EXTRACT TO READ:
************

Future versions might include parameters to specifiy whether an automated renaming is wished by user (might output a list of the MRI classes without renaming the original NIfTI files), a docker version to avoid compatibility issues and a script for quick visual controlling the output predictions.
Download the docker file (~28GB).
docker pull neuroradhd/hd_seq_id
Create a parent folder (for example a folder named as mount_folder
) which includes the folders input
, output
and code
. Copy the run.sh
file into the code
folder.
Run the following command to mount the parent folder and run the HD-SEQ-ID.
docker run -it --name hd-seq-id-container --gpus all --mount type=bind,source="<mount_folder>",target=/mnt/ hd_seq_id:v2 /bin/bash -c "/mnt/code/run.sh"
By default, prediction.csv
file will be created without renaming the input files. You can create renamed output .nii.gz
files by changing the last line of the code, as in the example below:
python3 hd_seq_id -i /mnt/input/ -o /mnt/output/ -m models/ -write False # This will create a prediction.csv file in the output folder without creating renamed NIfTI files.
python3 hd_seq_id -i /mnt/input/ -o /mnt/output/ -m models/ -write True # This will create a prediction.csv file and renamed NIfTI files (by adding the predicted MRI sequence name as a suffix [see above]) in the output folder.
If you're using the docker version, you don't need to install the weights manually, they are already in the docker image.
-
How much GPU memory do I need to run HD-SEQ-ID?

************

Repeat the passage of the HD-SEQ-ID notes from "If you're using" to "to run HD-SEQ-ID?".

Stored data entries:
************

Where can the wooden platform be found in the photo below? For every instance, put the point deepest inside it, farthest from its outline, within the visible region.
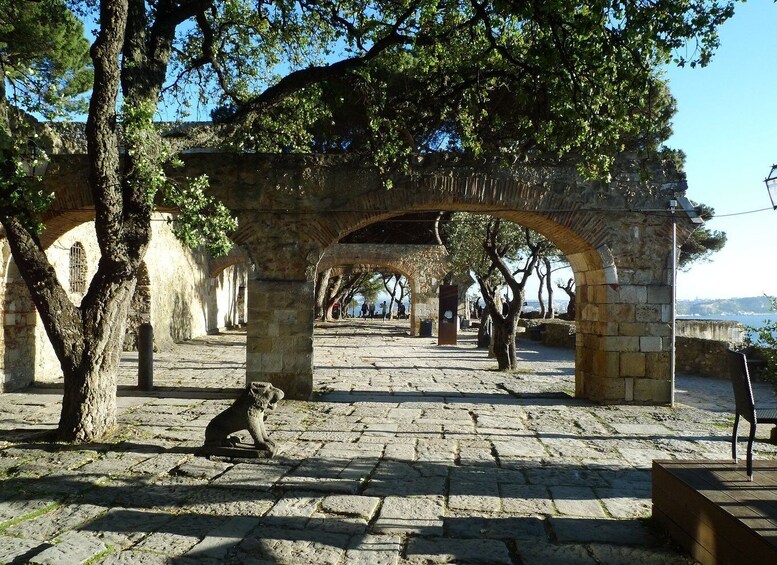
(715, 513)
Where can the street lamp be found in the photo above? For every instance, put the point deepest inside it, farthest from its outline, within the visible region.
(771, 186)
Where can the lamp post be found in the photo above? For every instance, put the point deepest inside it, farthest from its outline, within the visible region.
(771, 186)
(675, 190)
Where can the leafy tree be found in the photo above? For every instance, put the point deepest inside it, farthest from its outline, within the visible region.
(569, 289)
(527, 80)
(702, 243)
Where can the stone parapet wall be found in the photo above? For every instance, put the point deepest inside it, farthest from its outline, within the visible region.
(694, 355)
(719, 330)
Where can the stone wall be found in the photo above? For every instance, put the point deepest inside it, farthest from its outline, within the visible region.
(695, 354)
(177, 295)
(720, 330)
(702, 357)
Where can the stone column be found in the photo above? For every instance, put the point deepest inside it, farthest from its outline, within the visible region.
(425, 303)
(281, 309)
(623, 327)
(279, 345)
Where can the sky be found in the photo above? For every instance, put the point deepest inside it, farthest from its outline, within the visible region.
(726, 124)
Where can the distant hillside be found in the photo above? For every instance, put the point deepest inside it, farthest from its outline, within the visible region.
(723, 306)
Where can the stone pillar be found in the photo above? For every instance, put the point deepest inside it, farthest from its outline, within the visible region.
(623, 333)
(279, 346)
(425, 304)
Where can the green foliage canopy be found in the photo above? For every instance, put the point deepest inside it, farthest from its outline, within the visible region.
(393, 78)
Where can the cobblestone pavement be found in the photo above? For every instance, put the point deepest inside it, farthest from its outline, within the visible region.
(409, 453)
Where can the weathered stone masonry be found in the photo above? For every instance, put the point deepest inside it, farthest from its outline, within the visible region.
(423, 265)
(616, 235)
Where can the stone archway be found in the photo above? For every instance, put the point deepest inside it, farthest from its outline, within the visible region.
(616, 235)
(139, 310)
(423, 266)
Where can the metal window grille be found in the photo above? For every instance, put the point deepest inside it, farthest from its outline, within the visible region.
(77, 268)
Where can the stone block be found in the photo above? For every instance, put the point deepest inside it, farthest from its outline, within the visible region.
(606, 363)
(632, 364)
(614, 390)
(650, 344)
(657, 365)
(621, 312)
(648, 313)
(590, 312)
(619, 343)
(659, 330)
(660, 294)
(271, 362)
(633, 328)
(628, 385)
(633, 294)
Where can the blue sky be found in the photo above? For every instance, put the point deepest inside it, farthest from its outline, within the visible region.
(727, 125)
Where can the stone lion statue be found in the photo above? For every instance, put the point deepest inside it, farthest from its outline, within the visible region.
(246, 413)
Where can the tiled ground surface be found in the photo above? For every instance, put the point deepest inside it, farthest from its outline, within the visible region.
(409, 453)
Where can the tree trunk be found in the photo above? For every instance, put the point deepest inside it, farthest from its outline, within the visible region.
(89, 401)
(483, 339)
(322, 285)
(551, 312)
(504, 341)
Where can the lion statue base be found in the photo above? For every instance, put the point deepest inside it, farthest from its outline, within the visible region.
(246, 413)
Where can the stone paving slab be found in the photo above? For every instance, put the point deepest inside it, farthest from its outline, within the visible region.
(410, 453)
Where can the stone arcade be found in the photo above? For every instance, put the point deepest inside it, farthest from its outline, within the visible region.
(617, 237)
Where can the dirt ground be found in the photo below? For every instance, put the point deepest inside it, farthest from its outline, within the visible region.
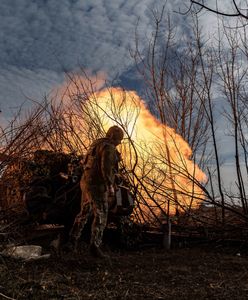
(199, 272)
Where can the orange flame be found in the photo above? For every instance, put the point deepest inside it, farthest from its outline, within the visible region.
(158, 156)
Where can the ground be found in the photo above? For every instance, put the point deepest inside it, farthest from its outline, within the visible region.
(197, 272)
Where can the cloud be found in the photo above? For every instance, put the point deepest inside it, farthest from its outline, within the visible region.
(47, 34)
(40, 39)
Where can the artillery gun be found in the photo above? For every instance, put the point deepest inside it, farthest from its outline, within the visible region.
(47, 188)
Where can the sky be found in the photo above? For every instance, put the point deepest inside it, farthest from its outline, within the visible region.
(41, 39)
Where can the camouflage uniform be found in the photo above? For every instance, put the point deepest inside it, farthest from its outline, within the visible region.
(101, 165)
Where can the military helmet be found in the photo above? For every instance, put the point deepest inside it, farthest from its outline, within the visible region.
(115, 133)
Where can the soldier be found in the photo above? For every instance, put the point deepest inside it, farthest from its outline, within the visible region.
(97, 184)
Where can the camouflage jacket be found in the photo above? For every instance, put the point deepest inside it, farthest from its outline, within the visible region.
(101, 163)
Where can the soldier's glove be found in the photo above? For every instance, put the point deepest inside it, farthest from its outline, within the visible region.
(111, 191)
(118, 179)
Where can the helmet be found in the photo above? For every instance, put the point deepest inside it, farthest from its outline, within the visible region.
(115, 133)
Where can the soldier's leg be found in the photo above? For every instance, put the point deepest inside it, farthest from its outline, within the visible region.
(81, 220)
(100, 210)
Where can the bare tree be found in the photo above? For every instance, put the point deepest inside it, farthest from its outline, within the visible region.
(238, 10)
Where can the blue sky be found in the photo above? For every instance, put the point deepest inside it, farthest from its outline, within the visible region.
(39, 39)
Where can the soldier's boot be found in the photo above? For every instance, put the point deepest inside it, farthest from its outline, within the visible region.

************

SOLVED EXERCISE:
If you're using the docker version, you don't need to install the weights manually, they are already in the docker image.
-
How much GPU memory do I need to run HD-SEQ-ID?